Task item: Transcribe the piece on staying in love word for word, everything from "He had done" down to "and his exit.".

Document extract:
- - - - -

A man came into my office several years ago. He had made an appointment because his family had insisted he do so. He was ready to end his 14-year marriage and they all thought that was a bad idea. He had not been seated long before he announced: “We just fell out of love”.
I could not stop the smile that crossed my face. I was thinking of how we fall in love like falling into a swimming pool. It covers us over completely and we are drowned in the emotion of it all. We can talk of nothing else. It consumes us. We drive our friends crazy with the talk of it. We make people feel uncomfortable when they are around us as we baby talk and create love nick names.
Now I am sitting across from a grown man who has fallen out of love like falling out of a high chair. If I had a giant pacifier I would have tossed it over to him. I could predict what was coming next it would be the story of how innocently he had fallen in love with someone else. They had not intended to fall in love but it just happened.
Perhaps even “god” was at work in this new found “love” he proclaimed. Both of us had been unhappy in our prior relationships. This new love was special they understood each other… Now my smile was gone and I wanted to toss him a life preserver because he had fallen into the pool again but this time it was a pool of self-deception.
Can love last? Is every relationship eventually going the way of this story?
He had done all the talking and about 35 minutes had passed. To be honest I did not want to hear a word he said but I dutifully listened and let him vomit up every word. I could not help but think about his children and his wife as I listened to him dismissively speak of the past 14 years of his life. Now I wanted to get my hands on a baseball bat. But thankfully only my Bible was in reach. When he stopped speaking he edged forward in his seat as if he was ready for my attack and his exit.
“What is Love? Is it a noun or a Verb?” He paused for a moment and thought. “I guess it is a verb”
“How did Jesus show Love to you and me?” “He died for us”.
“Do you think that when we are really bad, when we do things that are so painful to others, when we sin, that maybe then God falls out of love with us?”
“I would have to agree with you. I guess the real question is not can we fall in love but can we stay in love?”
The staying in love is where I Corinthians 13:4-7 comes into play…
“4 Love is patient and kind. Love is not jealous or boastful or proud 5 or rude. It does not demand its own way. It is not irritable, and it keeps no record of being wronged. 6 It does not rejoice about injustice but rejoices whenever the truth wins out. 7 Love never gives up, never loses faith, is always hopeful, and endures through every circumstance.”
This is the action of Love. “Love never gives up, never loses faith, is always hopeful, and endures through every circumstance”. Is that the kind of love we practice?

- - - - -

Exercise data:
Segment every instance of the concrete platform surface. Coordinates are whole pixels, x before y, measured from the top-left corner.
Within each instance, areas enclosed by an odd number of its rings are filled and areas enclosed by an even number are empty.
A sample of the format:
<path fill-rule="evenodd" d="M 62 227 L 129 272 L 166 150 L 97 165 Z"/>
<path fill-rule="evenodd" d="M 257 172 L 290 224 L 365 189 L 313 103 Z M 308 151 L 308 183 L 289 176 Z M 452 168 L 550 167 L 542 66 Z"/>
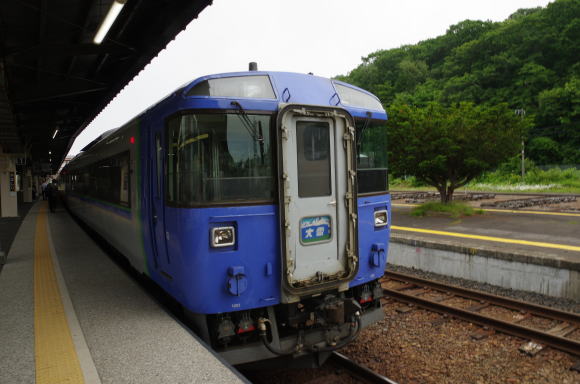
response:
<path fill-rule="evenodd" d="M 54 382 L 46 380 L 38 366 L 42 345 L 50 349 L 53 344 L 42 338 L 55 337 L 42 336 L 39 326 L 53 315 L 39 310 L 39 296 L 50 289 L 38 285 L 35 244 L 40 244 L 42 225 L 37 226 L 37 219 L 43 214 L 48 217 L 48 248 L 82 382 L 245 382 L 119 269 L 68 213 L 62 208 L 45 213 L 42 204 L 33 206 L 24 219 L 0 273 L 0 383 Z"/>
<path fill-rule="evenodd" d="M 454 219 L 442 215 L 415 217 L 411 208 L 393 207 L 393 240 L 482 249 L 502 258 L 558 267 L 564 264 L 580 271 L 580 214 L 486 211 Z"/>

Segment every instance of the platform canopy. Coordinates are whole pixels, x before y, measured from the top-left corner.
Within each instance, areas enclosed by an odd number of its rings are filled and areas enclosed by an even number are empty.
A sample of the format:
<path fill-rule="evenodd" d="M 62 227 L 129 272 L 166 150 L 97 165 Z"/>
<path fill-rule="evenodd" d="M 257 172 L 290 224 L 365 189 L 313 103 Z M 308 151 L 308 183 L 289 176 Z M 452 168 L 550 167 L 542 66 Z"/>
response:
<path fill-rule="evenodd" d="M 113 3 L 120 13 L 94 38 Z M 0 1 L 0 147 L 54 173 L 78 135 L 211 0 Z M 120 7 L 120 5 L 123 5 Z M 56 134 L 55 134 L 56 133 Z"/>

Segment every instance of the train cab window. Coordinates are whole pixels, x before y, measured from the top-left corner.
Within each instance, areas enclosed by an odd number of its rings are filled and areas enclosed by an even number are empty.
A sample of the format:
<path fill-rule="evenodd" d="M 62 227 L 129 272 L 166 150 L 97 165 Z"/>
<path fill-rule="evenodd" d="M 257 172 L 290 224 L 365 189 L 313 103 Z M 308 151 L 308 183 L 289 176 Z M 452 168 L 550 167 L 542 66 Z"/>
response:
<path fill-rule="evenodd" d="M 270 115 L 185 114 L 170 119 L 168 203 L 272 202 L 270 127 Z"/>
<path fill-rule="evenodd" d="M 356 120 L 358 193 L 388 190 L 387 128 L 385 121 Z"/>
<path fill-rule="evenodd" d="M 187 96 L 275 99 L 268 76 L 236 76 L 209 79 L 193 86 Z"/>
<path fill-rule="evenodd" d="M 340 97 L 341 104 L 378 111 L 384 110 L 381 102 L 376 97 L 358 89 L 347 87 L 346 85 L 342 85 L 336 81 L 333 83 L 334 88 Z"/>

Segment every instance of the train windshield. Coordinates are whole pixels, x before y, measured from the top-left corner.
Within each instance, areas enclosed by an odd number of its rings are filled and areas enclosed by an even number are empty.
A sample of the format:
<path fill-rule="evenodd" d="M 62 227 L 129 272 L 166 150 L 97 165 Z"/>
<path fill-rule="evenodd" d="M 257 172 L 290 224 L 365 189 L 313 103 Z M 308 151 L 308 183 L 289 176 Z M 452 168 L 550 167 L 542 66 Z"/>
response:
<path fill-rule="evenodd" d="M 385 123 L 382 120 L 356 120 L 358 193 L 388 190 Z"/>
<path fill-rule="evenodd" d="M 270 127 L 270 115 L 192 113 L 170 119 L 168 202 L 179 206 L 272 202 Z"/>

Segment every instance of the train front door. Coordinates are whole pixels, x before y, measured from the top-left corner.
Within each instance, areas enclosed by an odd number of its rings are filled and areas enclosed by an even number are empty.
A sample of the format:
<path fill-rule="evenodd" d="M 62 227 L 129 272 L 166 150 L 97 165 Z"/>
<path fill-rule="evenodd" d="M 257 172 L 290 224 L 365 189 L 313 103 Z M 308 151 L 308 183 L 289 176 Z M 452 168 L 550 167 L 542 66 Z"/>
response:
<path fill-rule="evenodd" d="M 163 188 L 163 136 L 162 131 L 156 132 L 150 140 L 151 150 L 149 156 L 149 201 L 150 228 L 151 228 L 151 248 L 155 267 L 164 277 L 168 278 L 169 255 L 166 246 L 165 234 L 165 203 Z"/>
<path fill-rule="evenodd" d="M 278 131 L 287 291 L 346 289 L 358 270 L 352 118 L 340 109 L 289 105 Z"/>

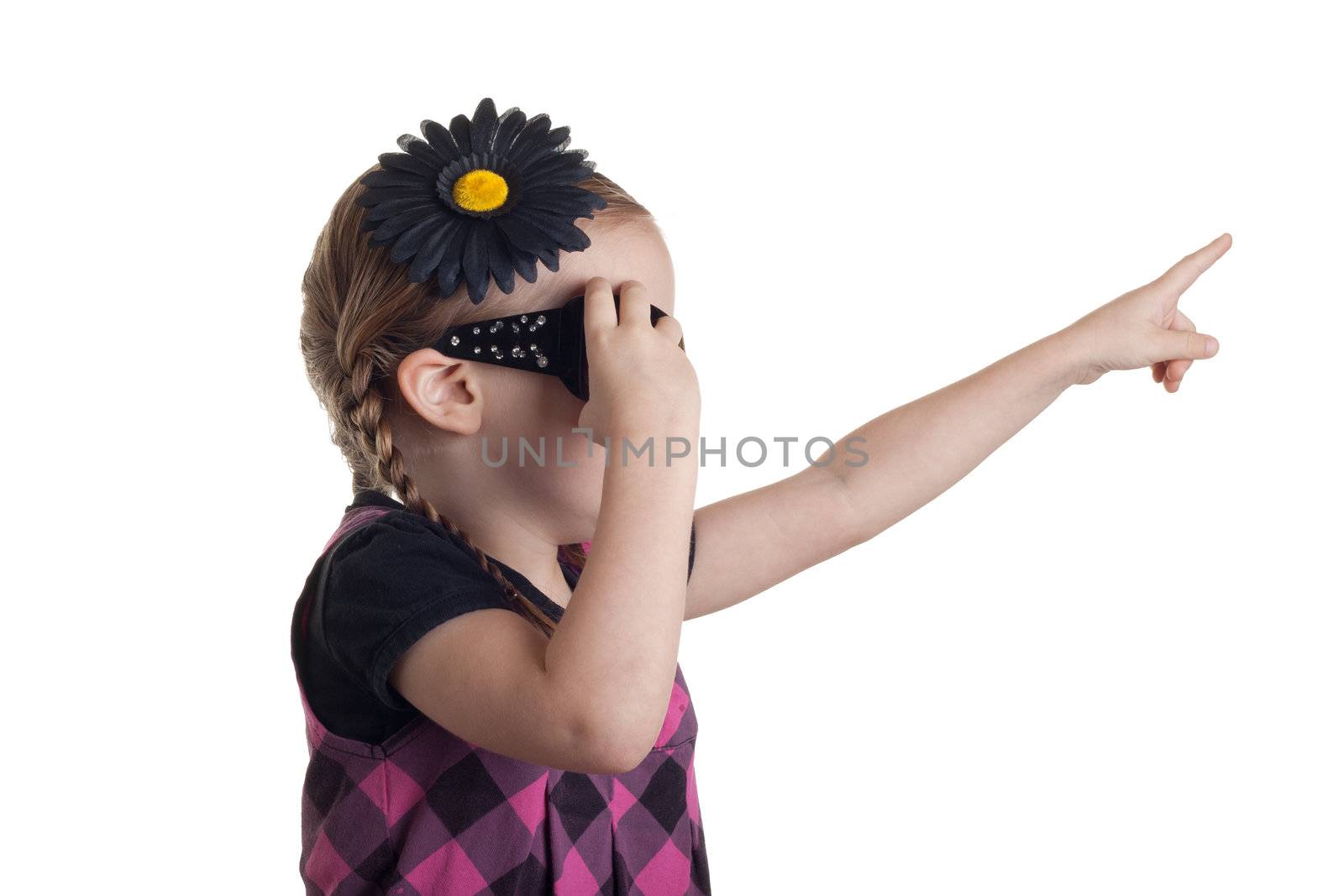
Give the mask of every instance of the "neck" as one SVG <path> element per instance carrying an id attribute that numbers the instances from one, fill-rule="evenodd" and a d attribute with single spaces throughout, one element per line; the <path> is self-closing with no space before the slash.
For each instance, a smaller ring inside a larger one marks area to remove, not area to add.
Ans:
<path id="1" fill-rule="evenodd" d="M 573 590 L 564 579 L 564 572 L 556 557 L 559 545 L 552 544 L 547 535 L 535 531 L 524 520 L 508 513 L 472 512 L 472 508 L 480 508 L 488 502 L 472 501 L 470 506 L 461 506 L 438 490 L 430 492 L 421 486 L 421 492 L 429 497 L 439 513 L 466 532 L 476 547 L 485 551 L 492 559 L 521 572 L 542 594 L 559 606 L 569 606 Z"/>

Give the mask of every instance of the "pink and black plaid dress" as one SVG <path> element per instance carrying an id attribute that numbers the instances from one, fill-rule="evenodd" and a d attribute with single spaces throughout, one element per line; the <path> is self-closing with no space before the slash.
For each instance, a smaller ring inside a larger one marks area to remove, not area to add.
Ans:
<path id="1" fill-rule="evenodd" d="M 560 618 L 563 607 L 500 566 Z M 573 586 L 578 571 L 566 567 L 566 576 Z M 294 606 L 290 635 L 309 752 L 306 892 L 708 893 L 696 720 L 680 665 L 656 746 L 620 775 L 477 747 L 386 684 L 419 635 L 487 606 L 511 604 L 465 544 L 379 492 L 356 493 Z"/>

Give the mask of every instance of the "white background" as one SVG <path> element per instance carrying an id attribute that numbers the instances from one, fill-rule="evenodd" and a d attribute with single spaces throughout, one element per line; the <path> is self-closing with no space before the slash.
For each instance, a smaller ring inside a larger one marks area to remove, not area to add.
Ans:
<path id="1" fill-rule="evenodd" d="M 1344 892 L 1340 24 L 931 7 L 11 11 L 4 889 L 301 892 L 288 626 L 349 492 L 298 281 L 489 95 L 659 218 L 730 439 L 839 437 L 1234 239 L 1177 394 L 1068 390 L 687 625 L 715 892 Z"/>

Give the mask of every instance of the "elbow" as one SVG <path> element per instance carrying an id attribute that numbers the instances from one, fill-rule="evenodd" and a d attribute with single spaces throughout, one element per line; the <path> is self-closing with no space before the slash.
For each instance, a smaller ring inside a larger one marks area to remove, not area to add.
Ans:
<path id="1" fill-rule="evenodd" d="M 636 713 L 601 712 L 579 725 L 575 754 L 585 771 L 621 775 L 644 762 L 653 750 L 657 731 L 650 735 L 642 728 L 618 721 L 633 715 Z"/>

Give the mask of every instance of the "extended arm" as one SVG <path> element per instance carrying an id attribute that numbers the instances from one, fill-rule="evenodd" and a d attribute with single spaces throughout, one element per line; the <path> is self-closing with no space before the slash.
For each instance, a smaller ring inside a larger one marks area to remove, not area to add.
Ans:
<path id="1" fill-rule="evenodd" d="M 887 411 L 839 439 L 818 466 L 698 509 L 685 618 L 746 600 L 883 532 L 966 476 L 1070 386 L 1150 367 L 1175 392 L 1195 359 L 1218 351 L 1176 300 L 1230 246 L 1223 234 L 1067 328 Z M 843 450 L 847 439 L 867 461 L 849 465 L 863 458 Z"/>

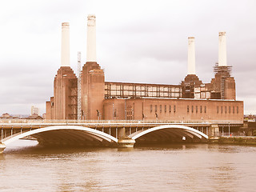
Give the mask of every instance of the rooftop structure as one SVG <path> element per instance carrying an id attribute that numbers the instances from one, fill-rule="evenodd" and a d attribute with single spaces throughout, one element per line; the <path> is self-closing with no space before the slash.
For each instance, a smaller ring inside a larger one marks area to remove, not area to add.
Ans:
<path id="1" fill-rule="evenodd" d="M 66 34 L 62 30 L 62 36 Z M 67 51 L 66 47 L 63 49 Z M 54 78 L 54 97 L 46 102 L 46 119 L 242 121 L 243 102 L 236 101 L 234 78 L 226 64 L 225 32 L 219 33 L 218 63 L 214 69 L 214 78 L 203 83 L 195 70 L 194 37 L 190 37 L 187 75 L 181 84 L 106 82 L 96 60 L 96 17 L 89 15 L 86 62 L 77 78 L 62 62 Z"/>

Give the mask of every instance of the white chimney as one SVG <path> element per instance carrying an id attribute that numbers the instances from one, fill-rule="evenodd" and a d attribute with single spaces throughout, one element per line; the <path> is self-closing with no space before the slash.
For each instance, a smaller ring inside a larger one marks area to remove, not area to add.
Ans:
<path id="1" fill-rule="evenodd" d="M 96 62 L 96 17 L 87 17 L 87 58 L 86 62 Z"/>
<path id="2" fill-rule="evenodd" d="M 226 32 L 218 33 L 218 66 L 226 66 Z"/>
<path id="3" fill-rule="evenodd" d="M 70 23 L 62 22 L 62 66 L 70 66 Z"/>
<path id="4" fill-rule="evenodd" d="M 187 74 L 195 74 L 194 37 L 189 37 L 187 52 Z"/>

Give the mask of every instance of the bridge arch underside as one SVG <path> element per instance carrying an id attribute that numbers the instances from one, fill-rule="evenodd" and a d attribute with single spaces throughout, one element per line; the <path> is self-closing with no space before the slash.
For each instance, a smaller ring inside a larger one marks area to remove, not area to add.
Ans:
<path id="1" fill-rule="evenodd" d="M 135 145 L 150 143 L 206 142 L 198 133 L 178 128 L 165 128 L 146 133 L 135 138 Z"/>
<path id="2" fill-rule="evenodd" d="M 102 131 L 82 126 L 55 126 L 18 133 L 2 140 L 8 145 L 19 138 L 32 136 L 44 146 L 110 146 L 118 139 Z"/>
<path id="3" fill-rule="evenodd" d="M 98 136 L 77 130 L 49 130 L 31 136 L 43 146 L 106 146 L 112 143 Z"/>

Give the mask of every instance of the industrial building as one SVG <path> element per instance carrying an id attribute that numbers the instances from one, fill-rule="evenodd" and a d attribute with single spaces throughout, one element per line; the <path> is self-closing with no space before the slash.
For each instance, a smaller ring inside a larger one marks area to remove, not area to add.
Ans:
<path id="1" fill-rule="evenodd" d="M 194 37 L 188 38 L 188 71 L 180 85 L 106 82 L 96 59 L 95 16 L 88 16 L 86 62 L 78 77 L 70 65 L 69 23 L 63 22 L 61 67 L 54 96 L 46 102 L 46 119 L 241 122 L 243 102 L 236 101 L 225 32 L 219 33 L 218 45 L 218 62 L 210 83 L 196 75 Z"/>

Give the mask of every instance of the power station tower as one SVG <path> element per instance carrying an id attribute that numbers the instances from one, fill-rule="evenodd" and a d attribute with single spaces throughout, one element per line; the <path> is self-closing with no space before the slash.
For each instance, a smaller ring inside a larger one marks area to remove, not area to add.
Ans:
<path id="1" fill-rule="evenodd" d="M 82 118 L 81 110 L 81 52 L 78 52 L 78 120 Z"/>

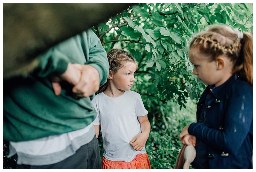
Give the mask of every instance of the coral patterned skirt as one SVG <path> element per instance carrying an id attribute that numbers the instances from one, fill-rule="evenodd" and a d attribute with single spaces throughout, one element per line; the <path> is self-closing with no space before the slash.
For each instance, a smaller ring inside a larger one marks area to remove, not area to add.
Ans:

- - - - -

Answer area:
He had done all the talking and about 35 minutes had passed. To be honest I did not want to hear a word he said but I dutifully listened and let him vomit up every word. I could not help but think about his children and his wife as I listened to him dismissively speak of the past 14 years of his life. Now I wanted to get my hands on a baseball bat. But thankfully only my Bible was in reach. When he stopped speaking he edged forward in his seat as if he was ready for my attack and his exit.